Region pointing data
_ _ _ _
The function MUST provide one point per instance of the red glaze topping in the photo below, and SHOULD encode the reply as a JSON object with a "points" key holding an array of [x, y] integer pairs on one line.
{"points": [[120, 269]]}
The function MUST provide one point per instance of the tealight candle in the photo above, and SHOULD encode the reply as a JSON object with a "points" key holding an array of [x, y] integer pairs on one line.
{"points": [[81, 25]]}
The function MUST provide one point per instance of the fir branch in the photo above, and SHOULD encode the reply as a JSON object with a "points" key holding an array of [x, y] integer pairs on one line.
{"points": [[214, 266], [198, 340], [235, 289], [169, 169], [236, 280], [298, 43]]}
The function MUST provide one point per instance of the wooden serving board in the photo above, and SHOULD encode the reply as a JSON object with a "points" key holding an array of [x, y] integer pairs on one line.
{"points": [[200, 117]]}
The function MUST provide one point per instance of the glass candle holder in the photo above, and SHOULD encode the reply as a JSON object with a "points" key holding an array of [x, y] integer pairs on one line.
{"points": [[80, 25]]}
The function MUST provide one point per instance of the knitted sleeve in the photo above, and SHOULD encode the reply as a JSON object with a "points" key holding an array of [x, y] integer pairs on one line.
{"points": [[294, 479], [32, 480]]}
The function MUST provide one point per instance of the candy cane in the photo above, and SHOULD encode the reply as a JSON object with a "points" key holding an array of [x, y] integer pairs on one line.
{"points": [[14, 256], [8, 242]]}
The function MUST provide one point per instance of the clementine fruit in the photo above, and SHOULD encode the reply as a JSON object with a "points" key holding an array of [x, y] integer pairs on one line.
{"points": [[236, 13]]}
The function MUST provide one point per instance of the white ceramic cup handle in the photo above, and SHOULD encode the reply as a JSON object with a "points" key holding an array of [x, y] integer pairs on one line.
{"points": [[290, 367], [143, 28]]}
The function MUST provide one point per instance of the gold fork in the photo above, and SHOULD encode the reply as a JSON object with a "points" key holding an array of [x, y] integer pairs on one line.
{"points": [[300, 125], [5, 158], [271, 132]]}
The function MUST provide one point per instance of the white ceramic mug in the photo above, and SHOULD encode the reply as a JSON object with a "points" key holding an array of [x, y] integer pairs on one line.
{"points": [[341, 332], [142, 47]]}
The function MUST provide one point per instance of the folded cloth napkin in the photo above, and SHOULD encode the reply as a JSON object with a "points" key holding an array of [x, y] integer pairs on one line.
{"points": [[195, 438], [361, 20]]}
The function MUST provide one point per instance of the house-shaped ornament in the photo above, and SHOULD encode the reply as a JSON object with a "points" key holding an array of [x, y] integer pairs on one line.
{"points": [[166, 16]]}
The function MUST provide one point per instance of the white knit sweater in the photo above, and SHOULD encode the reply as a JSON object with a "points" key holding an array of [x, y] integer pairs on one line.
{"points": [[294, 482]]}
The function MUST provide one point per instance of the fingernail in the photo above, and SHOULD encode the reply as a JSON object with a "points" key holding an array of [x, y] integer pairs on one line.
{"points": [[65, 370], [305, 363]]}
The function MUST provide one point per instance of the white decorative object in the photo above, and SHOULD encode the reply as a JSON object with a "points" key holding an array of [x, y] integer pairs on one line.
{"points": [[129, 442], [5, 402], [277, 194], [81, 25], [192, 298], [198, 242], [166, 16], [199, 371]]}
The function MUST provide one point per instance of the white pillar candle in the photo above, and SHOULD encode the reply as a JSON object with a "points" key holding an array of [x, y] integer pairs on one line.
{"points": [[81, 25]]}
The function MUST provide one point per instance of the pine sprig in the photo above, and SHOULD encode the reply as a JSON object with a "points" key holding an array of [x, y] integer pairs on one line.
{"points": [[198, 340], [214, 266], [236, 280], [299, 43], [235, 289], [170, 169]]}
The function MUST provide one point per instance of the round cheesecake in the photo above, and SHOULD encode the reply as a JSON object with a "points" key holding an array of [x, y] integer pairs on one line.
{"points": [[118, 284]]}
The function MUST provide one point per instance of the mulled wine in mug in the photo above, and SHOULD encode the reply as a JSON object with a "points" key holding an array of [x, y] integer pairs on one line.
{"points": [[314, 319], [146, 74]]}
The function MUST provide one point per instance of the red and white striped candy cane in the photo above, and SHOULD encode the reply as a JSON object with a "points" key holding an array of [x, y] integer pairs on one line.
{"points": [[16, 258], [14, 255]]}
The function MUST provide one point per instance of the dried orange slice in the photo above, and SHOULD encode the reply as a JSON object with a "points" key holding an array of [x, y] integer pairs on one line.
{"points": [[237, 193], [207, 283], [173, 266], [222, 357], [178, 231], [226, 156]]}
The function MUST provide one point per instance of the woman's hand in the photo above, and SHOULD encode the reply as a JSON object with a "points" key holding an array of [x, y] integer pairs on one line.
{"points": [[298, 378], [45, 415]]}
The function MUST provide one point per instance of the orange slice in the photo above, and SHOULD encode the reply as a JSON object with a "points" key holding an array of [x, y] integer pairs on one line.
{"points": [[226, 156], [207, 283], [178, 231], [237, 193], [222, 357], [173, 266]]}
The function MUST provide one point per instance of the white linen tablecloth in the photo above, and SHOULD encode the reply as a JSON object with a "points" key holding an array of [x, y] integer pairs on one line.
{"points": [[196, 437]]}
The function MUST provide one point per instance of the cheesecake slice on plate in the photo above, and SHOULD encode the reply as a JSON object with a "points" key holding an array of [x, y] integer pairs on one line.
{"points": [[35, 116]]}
_ _ _ _
Reproduce all of the entries above verbatim.

TASK OUTPUT:
The function MUST provide one point per instance of the red glaze topping in the photo below, and SHOULD encode the reply as a JSON object with a "points" key holding an array of [x, y] integer pairs on one line.
{"points": [[120, 269]]}
The function MUST provide one point per instance of the tealight candle in the photo above, and SHOULD encode the reply as a JSON object with a "points" key holding an array of [x, y] integer pairs on one line.
{"points": [[81, 25]]}
The function MUST provide one point per instance of the fir branch in the photo above, and SHOULD encode the reply as a JSON object with a "points" key holding an array of [x, y] integer pairs on one line.
{"points": [[214, 266], [198, 340], [235, 289], [169, 169], [236, 280], [298, 43]]}
The function MUST provide one point per instance of the wooden serving board in the photo above, and SHOULD encode the reply as a JSON object with a "points" key holding an array of [x, y] integer pairs on one line.
{"points": [[200, 117]]}
The function MUST provide one point per instance of the glass candle holder in the photo above, and SHOULD encode the reply as a JSON object with a "points" key holding an array of [x, y] integer pairs on one line.
{"points": [[80, 25]]}
The function MUST provide one point per instance of the knitted sleeve in the photo above, and SHOULD encode the reply as a JSON object with a "points" key holding an array of [x, y] integer pairs on one line.
{"points": [[294, 479], [32, 480]]}
The function MUST provide one point per instance of the candy cane in the photo above, and SHOULD encode the reply as a JSON object with a "points" key holding an array of [x, y] integer pairs on one line.
{"points": [[14, 256], [8, 242]]}
The function MUST provide one point per instance of the clementine fruit in the photo above, and SHOULD encode the reply as a JSON object with a "points" key holding an array of [x, y] integer pairs on one line.
{"points": [[236, 13]]}
The function MUST provide one point per instance of the white ceramic cup handle in the photo above, and SHOULD encode the reply as a JSON object with a "points" key holding an array of [x, y] integer pairs on one line.
{"points": [[290, 367], [143, 28]]}
The function MUST provide one point per instance of the gold fork in the photo above, and SHOULD encode the reply as a JSON object with a "points" key holding an array of [x, y] integer pairs on one line.
{"points": [[300, 125], [5, 158], [271, 132]]}
The function MUST provide one point per instance of the white ceramic mug in the photo above, and SHOULD encode the reply as a JSON object with a "points" key holding an array of [x, y] integer pairs on one line.
{"points": [[341, 332], [142, 47]]}
The function MUST provide one point per instance of the folded cloth napkin in the photo above, and SHOULD encode the reply as a JSON object with a "points" key holding an array of [x, y] integer pairs on one line.
{"points": [[195, 438], [361, 20]]}
The function MUST provide one point per instance of the house-shaped ornament in the photo above, and SHOULD encode the reply as a JSON object with a "points" key holding an array of [x, y] integer pairs on one line.
{"points": [[166, 16]]}
The function MUST provide one point per instance of the white knit sweater in the photo above, and SHOULD encode the reply as a JSON object with a "points" key holding an array of [x, y] integer pairs on one line.
{"points": [[294, 482]]}
The function MUST provide one point per instance of the fingernail in the photo above, and SHOULD encode the reply as a JSON object with a "points" key holding an array of [x, y] integer pairs on one line.
{"points": [[65, 370], [305, 363]]}
The function MUST provide one point per instance of the white decorative object in the photo above, and SHOULD encode the reply as a JSON object with a "points" key holding an array of [x, y] integer pairs on one line.
{"points": [[129, 442], [5, 402], [277, 194], [81, 25], [192, 298], [198, 242], [166, 16], [199, 371]]}
The function MUST provide one point per instance of the white pillar candle in the photo above, and SHOULD encode the reply as a JSON object with a "points" key holding an array of [x, y] integer pairs on one line.
{"points": [[81, 25]]}
The function MUST provide one point per instance of the pine sprig in the photo above, and SHOULD encode the reply as a JSON object with a "points" key holding an array of [x, y] integer pairs on one line.
{"points": [[198, 340], [214, 266], [236, 280], [299, 43], [235, 289], [170, 169]]}
The function MUST provide one point per instance of the round cheesecake in the photo above, and SHOULD encode the reply as a JSON object with a "points" key holding an array of [x, y] integer pairs on one line.
{"points": [[118, 284]]}
The function MUST provide one point per instance of the mulled wine in mug in the photo above, and SHOULD encode the reply as a JSON object with a "points" key holding an array of [x, y] integer pairs on one line.
{"points": [[314, 319], [146, 74]]}
The function MUST provide one point per instance of the red and white striped candy cane in the photo above, and SHOULD encode the reply as a JSON object with a "points" key holding an array of [x, y] integer pairs on one line.
{"points": [[16, 258], [14, 255]]}
The function MUST provide one point per instance of the dried orange slice in the photo above, and SHOULD encode the reply as a JSON object with a "points" key holding an array of [x, y] integer pairs on one line.
{"points": [[237, 193], [207, 283], [173, 266], [222, 357], [178, 231], [226, 156]]}
The function MUST provide one point per instance of the woman's hand in the photo above, and SHOULD encode the reply as a JSON object with a "points" key holding an array of [x, y] integer pairs on one line.
{"points": [[298, 378], [45, 415]]}
The function MUST provide one point per instance of the orange slice in the photo above, and SHOULD encode the reply as a JSON object with a "points" key holding an array of [x, y] integer pairs on one line.
{"points": [[226, 156], [207, 283], [178, 231], [237, 193], [222, 357], [173, 266]]}
The function MUST provide one point per instance of the white linen tablecloth in the photo above, and SHOULD encode the reply as a JSON object with a "points" key holding an array of [x, y] integer pairs on one line.
{"points": [[196, 437]]}
The function MUST provide one point per instance of the cheesecake slice on plate in the photo above, and SHOULD encode the reply as a JSON object with a "points" key holding an array of [x, y] integer pairs on one line.
{"points": [[35, 116]]}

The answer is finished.